◆ **Given instruction**: How many of the rows below contain the word "beetle"? Reply with the number only.

◆ **Provided entries**:
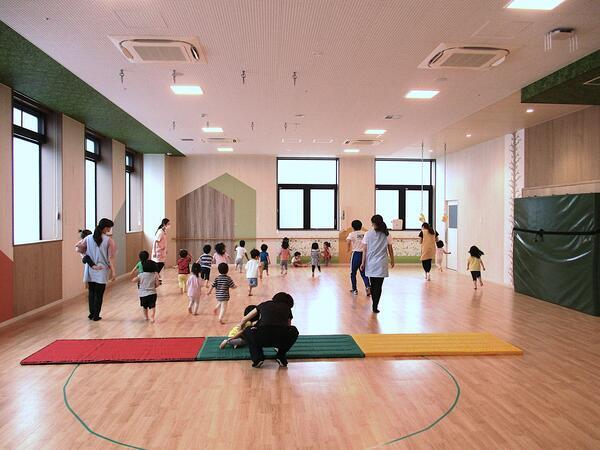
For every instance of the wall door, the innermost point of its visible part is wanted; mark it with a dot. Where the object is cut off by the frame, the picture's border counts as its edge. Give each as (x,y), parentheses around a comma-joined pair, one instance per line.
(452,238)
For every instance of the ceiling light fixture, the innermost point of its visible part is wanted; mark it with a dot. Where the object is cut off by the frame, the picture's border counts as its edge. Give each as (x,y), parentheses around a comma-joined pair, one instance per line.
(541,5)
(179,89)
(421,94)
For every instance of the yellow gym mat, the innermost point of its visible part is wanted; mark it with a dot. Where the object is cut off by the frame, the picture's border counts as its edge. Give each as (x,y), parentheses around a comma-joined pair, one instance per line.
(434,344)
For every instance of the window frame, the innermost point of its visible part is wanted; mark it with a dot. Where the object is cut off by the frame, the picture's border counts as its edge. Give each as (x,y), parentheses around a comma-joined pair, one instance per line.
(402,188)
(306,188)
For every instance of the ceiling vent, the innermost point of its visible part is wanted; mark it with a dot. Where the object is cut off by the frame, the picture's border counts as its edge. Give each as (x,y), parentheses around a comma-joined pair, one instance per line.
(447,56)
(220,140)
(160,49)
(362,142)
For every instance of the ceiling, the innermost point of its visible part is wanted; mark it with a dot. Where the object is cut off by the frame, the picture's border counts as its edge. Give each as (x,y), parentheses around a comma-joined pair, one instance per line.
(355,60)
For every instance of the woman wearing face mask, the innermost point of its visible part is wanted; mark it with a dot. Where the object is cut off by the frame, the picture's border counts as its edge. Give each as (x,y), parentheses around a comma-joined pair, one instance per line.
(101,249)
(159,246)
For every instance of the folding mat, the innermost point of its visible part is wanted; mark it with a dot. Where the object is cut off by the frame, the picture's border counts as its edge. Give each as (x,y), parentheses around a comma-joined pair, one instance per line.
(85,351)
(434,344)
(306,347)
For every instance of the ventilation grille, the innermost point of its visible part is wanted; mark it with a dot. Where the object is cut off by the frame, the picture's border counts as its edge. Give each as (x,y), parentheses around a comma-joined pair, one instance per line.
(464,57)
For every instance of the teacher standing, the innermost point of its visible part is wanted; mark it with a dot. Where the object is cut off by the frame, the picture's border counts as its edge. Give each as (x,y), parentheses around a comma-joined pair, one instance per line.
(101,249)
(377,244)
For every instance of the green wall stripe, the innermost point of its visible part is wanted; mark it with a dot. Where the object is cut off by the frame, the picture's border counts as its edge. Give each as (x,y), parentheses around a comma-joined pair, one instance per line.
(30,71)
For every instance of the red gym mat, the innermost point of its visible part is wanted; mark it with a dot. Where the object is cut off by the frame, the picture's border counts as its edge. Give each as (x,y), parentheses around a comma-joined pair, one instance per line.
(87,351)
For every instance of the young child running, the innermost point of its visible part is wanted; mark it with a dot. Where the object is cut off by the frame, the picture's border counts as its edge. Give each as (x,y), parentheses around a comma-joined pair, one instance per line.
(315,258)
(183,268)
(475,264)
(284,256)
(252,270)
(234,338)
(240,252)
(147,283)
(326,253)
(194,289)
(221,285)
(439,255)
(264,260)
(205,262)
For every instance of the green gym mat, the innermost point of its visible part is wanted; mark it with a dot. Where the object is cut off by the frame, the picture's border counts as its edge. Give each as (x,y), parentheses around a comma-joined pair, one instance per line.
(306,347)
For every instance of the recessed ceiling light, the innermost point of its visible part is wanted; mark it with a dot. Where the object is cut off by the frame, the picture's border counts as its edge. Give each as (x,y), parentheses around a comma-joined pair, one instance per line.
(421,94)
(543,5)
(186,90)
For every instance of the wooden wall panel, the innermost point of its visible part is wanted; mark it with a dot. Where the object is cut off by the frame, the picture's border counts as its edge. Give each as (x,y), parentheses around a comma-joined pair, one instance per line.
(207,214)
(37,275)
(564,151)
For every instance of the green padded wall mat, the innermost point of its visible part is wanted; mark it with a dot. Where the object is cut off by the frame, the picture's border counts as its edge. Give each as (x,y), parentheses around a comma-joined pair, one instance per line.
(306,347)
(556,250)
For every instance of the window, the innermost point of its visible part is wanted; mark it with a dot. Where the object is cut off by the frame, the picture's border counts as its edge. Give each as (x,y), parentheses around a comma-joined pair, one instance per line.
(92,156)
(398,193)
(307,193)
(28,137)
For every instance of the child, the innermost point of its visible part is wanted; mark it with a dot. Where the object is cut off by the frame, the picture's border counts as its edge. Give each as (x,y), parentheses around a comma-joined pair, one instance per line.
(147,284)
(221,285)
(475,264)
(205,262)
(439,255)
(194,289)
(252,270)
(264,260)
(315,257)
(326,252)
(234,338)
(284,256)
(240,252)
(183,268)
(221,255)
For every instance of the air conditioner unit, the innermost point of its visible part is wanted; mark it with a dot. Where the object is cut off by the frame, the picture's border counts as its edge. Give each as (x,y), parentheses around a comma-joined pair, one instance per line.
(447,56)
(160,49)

---

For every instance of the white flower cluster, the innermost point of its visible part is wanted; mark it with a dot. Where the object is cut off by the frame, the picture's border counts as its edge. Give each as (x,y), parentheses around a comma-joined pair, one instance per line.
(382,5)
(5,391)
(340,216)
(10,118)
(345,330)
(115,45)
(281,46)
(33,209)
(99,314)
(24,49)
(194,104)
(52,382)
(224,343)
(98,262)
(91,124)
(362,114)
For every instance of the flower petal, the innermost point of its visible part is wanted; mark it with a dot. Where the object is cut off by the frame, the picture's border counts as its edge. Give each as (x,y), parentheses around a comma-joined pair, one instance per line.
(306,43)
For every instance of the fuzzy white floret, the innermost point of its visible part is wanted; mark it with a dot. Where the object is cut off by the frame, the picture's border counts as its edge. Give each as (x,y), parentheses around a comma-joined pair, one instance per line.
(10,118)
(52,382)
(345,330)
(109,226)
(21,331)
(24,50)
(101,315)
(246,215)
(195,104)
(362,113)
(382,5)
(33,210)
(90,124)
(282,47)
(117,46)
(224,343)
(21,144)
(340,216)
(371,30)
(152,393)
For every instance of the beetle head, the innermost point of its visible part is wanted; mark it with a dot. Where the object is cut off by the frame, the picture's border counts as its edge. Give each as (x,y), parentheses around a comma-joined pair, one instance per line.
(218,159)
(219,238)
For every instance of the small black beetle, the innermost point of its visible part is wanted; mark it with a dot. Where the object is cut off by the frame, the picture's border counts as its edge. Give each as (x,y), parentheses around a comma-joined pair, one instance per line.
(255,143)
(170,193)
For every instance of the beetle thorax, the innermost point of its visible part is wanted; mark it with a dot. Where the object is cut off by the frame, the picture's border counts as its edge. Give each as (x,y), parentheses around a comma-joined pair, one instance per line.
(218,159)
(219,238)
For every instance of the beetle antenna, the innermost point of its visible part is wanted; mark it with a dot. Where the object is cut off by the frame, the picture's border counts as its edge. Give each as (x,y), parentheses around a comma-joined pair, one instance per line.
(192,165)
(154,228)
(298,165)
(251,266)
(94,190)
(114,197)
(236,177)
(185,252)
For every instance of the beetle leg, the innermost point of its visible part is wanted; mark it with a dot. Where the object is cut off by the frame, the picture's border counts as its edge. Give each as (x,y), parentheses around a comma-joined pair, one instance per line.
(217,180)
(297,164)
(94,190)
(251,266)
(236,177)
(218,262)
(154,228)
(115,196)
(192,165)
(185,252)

◆ **The completed task**: 5